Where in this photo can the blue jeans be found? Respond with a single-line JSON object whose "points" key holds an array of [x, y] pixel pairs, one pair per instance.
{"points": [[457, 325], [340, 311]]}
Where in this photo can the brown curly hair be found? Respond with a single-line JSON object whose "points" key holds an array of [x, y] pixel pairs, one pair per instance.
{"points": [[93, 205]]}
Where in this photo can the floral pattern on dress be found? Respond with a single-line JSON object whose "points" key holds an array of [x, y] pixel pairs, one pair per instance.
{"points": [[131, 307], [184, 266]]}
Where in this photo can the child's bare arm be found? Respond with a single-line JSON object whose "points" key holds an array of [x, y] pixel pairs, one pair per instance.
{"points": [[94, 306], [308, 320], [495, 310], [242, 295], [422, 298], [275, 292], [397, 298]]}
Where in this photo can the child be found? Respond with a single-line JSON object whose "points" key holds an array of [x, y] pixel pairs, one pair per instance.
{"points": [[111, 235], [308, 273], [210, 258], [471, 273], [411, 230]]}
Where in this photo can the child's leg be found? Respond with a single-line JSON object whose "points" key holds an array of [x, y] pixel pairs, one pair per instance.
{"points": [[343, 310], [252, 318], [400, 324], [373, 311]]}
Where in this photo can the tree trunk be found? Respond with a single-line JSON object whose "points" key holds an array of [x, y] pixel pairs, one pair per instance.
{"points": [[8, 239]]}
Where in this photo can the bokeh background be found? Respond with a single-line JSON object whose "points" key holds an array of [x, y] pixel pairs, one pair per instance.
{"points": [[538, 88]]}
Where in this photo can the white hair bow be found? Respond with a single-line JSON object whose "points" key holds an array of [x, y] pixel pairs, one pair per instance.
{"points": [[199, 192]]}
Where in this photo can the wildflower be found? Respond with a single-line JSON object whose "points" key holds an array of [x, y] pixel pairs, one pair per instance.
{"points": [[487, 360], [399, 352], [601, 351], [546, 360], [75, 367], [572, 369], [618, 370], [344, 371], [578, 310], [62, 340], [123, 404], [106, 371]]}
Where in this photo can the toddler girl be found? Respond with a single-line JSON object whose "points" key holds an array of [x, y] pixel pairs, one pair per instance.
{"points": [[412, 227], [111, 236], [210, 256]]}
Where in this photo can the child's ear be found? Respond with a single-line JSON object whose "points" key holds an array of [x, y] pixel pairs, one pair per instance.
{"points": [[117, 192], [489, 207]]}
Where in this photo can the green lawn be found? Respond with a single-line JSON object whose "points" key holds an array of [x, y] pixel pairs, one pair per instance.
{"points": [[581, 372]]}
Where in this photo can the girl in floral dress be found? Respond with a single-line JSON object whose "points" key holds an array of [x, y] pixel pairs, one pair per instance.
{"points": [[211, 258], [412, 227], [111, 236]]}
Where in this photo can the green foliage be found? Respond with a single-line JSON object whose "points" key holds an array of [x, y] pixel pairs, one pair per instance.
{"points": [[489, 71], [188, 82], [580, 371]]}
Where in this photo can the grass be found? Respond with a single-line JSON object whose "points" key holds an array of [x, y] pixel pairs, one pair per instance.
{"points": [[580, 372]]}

+++++

Copy out all the items above, substituting "image" for each occurrence of "photo" and leaving everything else as it is.

> [CORRECT OUTPUT]
Where in this image can the blue jeans be found? Respond with a single-line JSON object whose "points" key holds an array of [x, y] pixel pairs, one pair per instance.
{"points": [[457, 325], [340, 311]]}
Where in this image can the brown curly hair be found? Respond with a single-line JSON object whose "points" key holds an array of [x, y] pixel pairs, one pair per instance.
{"points": [[93, 205]]}
Where in this image can the floral pattern on dress be found? Respond with a single-line JSON object whose "points" key holds an array of [x, y] pixel pairs, one pair per instance.
{"points": [[131, 307], [184, 266]]}
Where in this image can the child's bare arm be found? Respond with a single-line JSON object whose "points" key holds an array of [x, y] pixel pairs, one pair per instance.
{"points": [[94, 306], [308, 320], [495, 310], [242, 295], [422, 298], [275, 292], [397, 298]]}
Where in this image can the child be found? Respond with a single-line JSON object whose "points" key holds an array of [x, y] pixel pairs, one pair per instance.
{"points": [[111, 235], [308, 273], [210, 258], [471, 273], [411, 230]]}
Where in this image can the child's leg be found? Respond with a single-line JSON object whose "points" key holds an array of [x, y] pixel pairs, one pair per instance.
{"points": [[343, 310], [252, 318], [400, 324], [373, 311]]}
Where in this image can the tree trunk be found? Respond with a single-line JSON object whose "points" key holds an array of [x, y] pixel pairs, one pair per instance.
{"points": [[8, 239]]}
Where in this image can the bokeh background be found? Respond with a single-line JSON object whose "points" key holds an array of [x, y] pixel pairs, one pair per instance.
{"points": [[538, 88]]}
Where in this image can the white hair bow be found? Respond with a single-line JSON object whose "points" key holds an array of [x, y] pixel pairs, one pair per instance.
{"points": [[199, 192]]}
Where in this image can the wildflower be found? Respond with a single-line JSON object whose "points" key holds an array of [x, y] pixel pairs, one pair per instance.
{"points": [[487, 360], [399, 352], [601, 351], [546, 360], [75, 367], [572, 369], [618, 370], [344, 371], [578, 310], [62, 340], [123, 404], [106, 371]]}
Where in this image can the toddler girl be found? Respond with a single-line JSON object whose "points" key holds an array of [x, y] pixel pairs, one pair per instance.
{"points": [[412, 227], [111, 236], [210, 256]]}
Where in this image can the child's ear be found? Respond with a single-line JSON object whose "points" key holds an array of [x, y] pixel pairs, one pair per instance.
{"points": [[117, 192], [489, 207]]}
Where in this image can the green lawn be found? Respond with a single-line JSON object whose "points" key holds an array of [x, y] pixel pairs, one pair per instance.
{"points": [[581, 372]]}
Where in this image can the girl in floral dress be found? Respond with a single-line JSON object whose "points" key holds an array of [x, y] pixel pairs, one pair per instance.
{"points": [[211, 258], [412, 227], [111, 236]]}
Where in this image can the green foliage be found? Respond with a single-line JSON object whose "points" key holds an array of [x, y] pixel pairs, one pair per instance.
{"points": [[489, 71], [188, 82], [580, 371]]}
Where in this image can the grass be found? Respond with a single-line JSON object whose "points" key holds an array of [x, y] pixel pairs, one pair per instance.
{"points": [[580, 372]]}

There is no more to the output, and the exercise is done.